# Your task
Count the lines in the data below that contain the string "white", treating uppercase and lowercase as distinct. Reply with the number alone.

# Excerpts of location labeling data
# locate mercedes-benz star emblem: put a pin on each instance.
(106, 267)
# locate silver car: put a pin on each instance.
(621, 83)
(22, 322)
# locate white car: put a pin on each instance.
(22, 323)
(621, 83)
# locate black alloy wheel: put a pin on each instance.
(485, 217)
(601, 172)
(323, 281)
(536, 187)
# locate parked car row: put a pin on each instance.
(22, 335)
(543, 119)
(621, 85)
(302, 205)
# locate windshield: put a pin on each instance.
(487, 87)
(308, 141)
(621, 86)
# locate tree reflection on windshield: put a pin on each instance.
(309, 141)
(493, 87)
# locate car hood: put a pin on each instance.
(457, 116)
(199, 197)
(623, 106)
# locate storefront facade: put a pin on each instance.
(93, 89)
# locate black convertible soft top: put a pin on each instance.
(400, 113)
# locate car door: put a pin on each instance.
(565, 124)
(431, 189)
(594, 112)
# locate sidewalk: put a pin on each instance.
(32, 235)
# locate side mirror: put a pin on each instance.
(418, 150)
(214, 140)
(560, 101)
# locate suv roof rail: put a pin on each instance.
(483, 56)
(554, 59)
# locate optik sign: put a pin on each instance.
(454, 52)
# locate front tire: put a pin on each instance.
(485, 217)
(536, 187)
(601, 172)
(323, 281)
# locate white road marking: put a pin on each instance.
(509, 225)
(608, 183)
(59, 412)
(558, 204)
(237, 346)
==
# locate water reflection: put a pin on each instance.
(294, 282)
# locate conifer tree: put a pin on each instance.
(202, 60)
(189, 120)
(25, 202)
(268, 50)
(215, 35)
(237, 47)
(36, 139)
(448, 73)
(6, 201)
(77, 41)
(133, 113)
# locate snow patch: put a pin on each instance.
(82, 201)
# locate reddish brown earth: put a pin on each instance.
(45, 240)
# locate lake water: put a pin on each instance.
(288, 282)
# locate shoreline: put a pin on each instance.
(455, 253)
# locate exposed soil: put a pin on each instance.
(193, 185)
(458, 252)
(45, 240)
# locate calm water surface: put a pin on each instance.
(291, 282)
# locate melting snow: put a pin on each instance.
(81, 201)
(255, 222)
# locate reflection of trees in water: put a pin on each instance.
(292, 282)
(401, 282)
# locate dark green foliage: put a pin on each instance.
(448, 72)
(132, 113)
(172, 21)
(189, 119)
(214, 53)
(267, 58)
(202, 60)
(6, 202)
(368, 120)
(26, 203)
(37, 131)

# Written response
2